Please give the entries below as a numbered list, skipping any blank lines and leaving out the pictures.

[START OF Supplied data]

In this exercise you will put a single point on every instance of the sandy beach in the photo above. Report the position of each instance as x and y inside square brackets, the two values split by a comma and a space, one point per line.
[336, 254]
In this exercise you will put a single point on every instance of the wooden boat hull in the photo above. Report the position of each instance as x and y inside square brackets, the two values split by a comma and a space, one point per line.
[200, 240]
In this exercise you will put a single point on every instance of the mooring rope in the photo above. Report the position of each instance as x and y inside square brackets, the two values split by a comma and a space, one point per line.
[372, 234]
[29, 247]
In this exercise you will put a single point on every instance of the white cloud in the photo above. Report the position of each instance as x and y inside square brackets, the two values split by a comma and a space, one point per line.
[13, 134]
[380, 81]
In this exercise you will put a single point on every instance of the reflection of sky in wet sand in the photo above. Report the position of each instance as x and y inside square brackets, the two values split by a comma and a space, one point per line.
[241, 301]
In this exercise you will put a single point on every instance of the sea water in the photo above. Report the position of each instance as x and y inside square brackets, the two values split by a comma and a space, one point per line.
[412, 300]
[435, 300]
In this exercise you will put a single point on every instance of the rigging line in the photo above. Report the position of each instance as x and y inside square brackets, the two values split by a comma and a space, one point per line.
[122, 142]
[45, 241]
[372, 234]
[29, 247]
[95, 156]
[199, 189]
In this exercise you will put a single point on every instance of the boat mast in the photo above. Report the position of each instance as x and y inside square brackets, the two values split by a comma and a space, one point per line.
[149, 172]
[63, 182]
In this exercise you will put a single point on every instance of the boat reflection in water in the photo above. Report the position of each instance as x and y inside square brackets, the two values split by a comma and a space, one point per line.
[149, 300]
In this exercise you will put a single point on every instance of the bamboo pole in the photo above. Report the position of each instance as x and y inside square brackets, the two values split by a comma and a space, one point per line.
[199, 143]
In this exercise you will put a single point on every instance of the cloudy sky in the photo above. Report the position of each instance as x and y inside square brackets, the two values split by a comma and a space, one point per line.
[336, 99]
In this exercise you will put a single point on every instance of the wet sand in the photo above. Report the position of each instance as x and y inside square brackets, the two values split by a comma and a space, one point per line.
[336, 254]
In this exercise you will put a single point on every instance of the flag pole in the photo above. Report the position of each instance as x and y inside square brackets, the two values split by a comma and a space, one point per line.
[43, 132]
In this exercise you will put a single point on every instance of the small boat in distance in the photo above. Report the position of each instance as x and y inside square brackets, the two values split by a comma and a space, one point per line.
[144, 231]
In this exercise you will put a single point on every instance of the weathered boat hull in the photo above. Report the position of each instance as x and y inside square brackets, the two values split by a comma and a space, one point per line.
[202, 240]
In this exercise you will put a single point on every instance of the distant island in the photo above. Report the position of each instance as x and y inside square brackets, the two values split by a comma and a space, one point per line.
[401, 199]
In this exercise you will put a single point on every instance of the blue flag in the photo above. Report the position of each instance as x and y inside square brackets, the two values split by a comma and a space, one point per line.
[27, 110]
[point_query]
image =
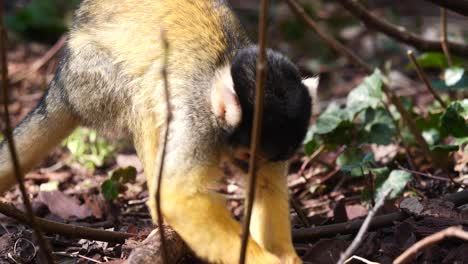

[END OF Supplied data]

- [Solution to this exercise]:
1. In this exercise you will put a single point on every instance of the sandy beach in the photo above. Report the position of each instance as x and y inside square brackets, the two values split by a comma and a space, one point per line.
2. [336, 254]
3. In this exercise you will put a single point on every instance of the wooden boat hull in the photo above. Report the position of each instance as x and y inside square brackets, the two values split by a comma and a space, one point per line.
4. [200, 240]
5. In this exercise you will put a single point on every instance of the mooring rope in the photo above. Report the position of each instance as x and y inside square brackets, the two values split by a comma and a space, one point per line.
6. [372, 234]
7. [29, 247]
8. In this exercise you will put a single point on every instance of the white cloud in the photo above. Report the position of each instance as x and y inside square brackets, the two values split by a comma and a space, one point per line.
9. [13, 134]
10. [380, 81]
11. In this exercise you will put a single point on every instance of the reflection of sky in wet sand in the photo above. Report the position of each instance as x and y inside square brackets, the two values split by a comma and a space, one point per line.
12. [241, 301]
13. In this exercise you will put a single point on every instance of the sea water in the photo above. Report the position of each instance as x and y inside square brackets, the two values split by a comma and a space, one point per line.
14. [412, 300]
15. [435, 300]
16. In this exercise you will put a single point on every instance of the rigging line in the photo above. Report the position of each instance as x and y inside square brackets, the two values split by a comma and a space, one point per line.
17. [122, 142]
18. [45, 241]
19. [372, 234]
20. [29, 247]
21. [95, 156]
22. [199, 189]
23. In this exercise you will put a single point on every instance of the boat mast in the photo above. Report the position of each instance as x and y inside square brackets, the two values split by a comma and a space, one point per line.
24. [149, 172]
25. [63, 182]
26. In this exercise you will put a single point on every instance of the boat reflection in water in the photo above. Report the position of each instance as x and y inside square brackets, the two values split by a comma and a space, one point per line.
27. [149, 300]
28. In this exercise you will put a single point on every instance of the bamboo pole in the photo above. Report the position of each instance as x and y inside square brackets, the two values split by a comma and a space, one point per line.
29. [199, 143]
30. In this exercise you will put a single point on every instance of the cloudy sky in the photo above. Report the position of each instance as x and y inside square brackets, the two values split by a comma and a space, one point per line.
31. [336, 99]
32. In this exercise you will put a single point on every instance of the wet sand in the photo above. Report the position of each instance as x and y inside square brackets, the two values split by a comma and a space, one point per line.
33. [336, 254]
34. In this exercise you will put a single point on every instance of the flag pole in the photo above. Report the position of each instance as x and y inside square brackets, the two values split by a comma and a space, one point per line.
35. [43, 132]
36. In this exercise you will put a single point on every instance of the small boat in distance in the photo above. Report the position of each instance as x and y inside square brackets, the two values split by a comma and a space, one point per line.
37. [144, 231]
38. In this exercise you will put a single point on every instance of the weathered boat hull in the photo above. Report the position of each instance as x and y inside square brackets, the two values split by a comma and a space, one point per line.
39. [202, 240]
40. In this exercise you will put a single point on every instance of the distant island in the photo above. Report the position of each instance as x and y inside square brackets, the two values split by a comma and a space, one point per line.
41. [401, 199]
42. In this exercise you will put a single point on every instance of the blue flag in the photo above. Report the position of each instance as x and y inside square brackets, the two values split by a comma and a space, one point per line.
43. [27, 110]
44. [point_query]
45. image =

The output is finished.